All that should be output is the block of lines below from the line with "Could you kindly annotate the blue house" to the line with "Could you kindly annotate the pink", both included, exactly as written.
*** MATERIALS PROVIDED ***
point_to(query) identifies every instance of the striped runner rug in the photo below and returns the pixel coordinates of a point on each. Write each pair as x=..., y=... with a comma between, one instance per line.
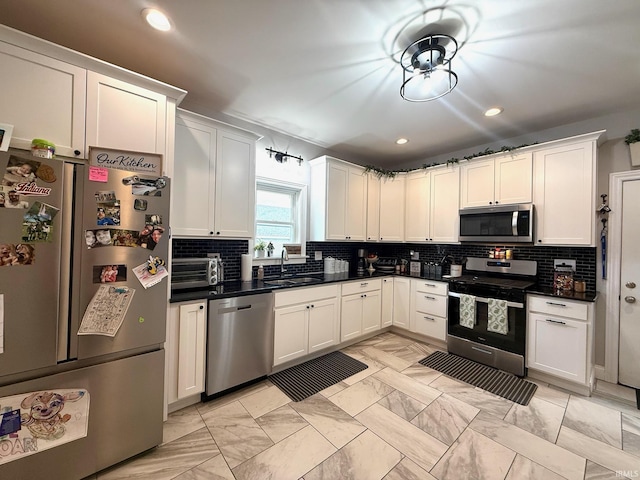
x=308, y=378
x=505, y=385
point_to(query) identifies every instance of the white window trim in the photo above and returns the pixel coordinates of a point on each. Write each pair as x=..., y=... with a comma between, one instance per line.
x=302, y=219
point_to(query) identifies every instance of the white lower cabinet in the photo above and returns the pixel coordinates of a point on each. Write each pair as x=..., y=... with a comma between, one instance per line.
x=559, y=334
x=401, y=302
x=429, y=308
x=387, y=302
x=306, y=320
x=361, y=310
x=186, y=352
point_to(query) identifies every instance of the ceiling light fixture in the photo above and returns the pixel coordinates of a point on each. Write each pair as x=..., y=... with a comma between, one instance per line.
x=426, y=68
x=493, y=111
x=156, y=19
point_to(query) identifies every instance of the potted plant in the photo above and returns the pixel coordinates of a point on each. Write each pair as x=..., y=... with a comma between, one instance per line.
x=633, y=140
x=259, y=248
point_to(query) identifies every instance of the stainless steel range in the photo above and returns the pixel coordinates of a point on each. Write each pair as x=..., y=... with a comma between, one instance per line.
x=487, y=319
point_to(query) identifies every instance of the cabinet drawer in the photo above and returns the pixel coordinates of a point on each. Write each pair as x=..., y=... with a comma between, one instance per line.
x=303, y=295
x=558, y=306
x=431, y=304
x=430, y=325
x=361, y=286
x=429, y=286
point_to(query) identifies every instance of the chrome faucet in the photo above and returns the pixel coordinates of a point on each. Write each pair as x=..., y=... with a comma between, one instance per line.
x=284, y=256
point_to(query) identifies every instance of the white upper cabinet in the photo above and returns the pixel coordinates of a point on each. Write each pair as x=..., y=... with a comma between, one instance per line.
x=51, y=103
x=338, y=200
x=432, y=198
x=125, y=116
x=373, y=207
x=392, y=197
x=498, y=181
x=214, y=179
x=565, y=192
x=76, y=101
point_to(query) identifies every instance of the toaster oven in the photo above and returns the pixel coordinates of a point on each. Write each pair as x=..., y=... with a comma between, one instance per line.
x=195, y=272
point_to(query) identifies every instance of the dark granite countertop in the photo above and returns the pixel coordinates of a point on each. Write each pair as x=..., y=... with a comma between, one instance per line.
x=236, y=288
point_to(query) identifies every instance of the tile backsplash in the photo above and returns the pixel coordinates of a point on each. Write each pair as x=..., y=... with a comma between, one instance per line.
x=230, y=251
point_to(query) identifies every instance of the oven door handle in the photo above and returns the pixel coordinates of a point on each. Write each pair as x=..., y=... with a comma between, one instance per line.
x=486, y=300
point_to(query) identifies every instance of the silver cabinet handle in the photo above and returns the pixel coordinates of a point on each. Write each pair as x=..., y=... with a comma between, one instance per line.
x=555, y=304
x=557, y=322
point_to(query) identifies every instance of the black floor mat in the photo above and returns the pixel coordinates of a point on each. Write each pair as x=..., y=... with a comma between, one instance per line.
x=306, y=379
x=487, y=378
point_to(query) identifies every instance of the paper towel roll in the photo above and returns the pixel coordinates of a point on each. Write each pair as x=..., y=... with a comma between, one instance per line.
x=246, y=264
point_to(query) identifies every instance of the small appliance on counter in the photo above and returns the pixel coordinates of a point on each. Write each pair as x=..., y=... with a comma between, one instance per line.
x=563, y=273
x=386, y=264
***
*** MATERIALS PROVIDED ***
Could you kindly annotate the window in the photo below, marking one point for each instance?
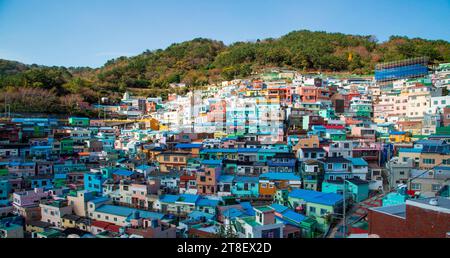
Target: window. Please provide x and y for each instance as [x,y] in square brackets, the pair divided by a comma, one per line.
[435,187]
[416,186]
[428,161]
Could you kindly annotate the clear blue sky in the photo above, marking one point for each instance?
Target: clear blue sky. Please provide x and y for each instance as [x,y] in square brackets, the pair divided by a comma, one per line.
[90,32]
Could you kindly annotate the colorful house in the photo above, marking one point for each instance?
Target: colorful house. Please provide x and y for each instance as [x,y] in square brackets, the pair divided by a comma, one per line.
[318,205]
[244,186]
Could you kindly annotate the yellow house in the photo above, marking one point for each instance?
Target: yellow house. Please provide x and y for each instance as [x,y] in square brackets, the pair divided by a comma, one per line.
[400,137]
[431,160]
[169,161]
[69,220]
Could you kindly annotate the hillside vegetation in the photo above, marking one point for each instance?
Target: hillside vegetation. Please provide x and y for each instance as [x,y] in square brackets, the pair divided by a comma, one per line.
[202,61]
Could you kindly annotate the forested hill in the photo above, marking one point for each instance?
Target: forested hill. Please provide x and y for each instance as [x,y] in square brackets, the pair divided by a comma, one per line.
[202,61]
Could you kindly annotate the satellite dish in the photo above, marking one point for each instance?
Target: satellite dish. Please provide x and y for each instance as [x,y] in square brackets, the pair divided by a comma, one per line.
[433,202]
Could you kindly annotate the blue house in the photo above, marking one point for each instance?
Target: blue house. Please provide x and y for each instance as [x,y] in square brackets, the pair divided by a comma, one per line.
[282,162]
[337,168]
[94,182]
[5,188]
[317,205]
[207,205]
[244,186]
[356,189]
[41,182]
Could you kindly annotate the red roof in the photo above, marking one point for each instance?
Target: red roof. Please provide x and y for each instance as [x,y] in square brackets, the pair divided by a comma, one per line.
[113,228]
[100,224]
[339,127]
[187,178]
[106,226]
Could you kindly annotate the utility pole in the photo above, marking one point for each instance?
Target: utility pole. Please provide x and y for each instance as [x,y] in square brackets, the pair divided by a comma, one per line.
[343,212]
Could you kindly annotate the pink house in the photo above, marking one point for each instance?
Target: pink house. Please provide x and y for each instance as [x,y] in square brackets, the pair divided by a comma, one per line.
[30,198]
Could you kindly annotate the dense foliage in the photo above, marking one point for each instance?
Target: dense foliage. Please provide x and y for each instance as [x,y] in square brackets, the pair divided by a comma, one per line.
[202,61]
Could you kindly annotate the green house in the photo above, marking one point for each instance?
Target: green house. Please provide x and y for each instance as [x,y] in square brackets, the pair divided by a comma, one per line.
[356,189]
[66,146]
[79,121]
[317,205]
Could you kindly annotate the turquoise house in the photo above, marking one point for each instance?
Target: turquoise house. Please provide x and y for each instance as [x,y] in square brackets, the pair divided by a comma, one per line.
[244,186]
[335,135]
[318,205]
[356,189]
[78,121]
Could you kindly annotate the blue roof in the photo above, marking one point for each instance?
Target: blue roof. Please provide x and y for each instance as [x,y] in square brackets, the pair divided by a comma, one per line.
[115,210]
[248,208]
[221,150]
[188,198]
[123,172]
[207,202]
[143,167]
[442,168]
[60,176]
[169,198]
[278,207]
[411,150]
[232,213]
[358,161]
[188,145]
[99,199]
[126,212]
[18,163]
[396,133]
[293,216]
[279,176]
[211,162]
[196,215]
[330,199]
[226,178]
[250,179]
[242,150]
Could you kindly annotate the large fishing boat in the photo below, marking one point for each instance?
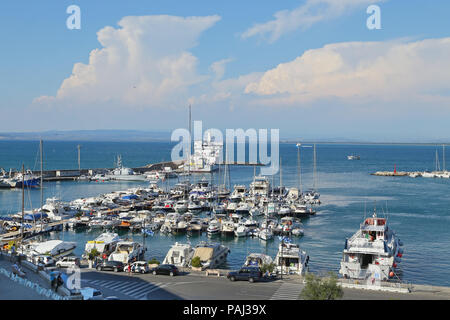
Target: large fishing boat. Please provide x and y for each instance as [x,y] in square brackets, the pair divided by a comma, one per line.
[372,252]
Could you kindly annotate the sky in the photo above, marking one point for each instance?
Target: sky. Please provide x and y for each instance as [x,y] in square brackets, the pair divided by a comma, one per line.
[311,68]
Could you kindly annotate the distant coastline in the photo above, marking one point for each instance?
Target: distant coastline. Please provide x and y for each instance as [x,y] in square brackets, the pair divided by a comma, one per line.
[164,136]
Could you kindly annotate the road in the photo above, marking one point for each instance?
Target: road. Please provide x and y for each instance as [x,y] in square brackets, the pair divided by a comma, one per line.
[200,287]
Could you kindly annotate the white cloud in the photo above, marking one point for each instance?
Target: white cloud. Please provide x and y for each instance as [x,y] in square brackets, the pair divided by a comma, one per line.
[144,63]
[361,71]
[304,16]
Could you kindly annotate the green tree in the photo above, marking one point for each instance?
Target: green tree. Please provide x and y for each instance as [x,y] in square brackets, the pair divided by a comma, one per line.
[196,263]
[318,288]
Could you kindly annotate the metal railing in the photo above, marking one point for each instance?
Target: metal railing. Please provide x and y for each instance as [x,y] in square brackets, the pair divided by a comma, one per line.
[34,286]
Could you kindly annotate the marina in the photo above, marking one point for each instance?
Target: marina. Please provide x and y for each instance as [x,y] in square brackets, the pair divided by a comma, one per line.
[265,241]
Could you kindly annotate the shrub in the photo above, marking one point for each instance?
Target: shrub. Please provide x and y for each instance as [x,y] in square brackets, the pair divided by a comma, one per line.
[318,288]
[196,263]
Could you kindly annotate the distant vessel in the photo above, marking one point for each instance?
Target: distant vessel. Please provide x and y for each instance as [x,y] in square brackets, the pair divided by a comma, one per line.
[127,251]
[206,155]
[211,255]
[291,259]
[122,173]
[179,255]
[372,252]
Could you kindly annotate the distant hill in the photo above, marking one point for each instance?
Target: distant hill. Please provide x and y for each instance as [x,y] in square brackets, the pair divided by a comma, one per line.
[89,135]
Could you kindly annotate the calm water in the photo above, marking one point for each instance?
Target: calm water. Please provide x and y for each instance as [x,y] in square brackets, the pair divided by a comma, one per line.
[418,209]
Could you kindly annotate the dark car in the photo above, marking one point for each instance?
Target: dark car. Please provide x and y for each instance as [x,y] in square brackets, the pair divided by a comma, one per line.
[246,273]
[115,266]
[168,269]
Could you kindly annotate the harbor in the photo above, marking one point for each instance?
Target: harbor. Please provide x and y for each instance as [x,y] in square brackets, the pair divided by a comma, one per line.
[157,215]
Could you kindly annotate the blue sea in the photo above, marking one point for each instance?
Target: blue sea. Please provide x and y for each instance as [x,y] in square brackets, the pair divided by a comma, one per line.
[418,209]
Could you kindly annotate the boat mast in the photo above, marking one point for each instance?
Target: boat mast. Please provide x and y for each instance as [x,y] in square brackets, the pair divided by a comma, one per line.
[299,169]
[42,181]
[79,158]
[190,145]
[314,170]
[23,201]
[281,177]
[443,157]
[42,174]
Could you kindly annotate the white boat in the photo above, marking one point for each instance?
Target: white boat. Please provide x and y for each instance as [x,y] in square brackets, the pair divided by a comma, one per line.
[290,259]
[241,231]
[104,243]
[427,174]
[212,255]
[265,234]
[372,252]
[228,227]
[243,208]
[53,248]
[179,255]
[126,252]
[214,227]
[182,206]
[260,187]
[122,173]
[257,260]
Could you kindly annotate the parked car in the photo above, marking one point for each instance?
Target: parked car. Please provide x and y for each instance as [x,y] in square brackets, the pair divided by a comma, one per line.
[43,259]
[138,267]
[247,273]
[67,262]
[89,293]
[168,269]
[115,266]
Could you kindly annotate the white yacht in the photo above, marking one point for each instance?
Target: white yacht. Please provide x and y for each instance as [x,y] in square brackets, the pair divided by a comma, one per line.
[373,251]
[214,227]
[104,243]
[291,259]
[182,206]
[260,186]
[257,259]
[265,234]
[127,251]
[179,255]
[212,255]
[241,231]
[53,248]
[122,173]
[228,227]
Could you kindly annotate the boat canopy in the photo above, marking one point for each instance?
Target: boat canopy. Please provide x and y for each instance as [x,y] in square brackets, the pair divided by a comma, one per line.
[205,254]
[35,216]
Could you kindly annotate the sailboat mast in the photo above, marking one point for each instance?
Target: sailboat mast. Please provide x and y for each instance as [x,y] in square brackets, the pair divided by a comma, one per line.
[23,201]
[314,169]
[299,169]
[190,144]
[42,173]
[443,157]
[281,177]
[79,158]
***
*** MATERIALS PROVIDED ***
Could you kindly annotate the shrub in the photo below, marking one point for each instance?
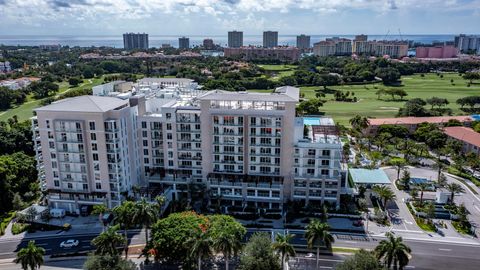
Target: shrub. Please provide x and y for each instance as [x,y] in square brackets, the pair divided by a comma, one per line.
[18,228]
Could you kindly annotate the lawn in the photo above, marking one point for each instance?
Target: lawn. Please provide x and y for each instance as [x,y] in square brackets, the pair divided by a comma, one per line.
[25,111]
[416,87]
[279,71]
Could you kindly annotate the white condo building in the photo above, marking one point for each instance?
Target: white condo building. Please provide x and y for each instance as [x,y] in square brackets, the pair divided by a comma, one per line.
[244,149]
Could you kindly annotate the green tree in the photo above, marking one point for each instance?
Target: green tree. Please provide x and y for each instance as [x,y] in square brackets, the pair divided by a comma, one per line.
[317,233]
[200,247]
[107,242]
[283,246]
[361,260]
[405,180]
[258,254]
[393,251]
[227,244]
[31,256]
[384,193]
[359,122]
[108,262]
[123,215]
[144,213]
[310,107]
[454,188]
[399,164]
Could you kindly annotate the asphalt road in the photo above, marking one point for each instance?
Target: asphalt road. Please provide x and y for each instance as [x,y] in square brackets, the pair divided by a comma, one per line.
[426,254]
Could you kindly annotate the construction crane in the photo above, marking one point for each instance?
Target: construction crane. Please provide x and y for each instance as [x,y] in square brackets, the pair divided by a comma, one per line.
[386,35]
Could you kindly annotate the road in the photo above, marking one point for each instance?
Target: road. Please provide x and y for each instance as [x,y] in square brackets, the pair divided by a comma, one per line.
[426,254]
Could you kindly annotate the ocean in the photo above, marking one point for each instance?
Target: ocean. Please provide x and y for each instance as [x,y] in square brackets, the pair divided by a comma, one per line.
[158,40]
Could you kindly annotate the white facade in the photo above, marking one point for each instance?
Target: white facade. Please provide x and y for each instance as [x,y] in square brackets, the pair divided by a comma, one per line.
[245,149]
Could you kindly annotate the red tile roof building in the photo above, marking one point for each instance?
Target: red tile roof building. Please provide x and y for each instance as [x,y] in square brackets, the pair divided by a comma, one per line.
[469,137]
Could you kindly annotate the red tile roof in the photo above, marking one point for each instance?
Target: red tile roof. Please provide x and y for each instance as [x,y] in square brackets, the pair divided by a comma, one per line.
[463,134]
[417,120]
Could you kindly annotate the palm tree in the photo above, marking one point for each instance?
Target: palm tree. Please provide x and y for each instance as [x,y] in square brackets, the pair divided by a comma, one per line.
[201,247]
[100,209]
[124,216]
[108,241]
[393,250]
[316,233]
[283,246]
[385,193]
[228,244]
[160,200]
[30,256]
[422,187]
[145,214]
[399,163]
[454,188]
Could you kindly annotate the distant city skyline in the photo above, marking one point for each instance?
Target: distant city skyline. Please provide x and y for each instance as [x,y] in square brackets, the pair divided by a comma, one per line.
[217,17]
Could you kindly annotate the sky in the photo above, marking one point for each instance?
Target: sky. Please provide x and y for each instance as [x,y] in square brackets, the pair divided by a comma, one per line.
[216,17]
***
## WRITTEN RESPONSE
Could you kindly annotate the blue house in the photo above, marking one point for each instance?
Target: blue house. Please provide x and y for each instance as [x,y] in square brackets, the pair divided by a comma, one per line.
[282,162]
[337,168]
[94,182]
[5,188]
[317,205]
[207,205]
[244,186]
[356,189]
[41,182]
Could you kindly annotate the red roof in the photo above, marking one point for each instance?
Target: red roof. Please provide x and y for each instance as [x,y] in square brackets, the pair divided by a comma, one per line.
[113,228]
[100,224]
[339,127]
[187,178]
[106,226]
Could you kindly annotate the utility pole in the photo above, marking one point for each instance?
Target: utility pole. Please provide x and y for each instance as [x,y] in square brackets, the pair divided by a comma, one per line.
[343,212]
Could you kindly annotate the pink house in the photo above, marking one point for each instance?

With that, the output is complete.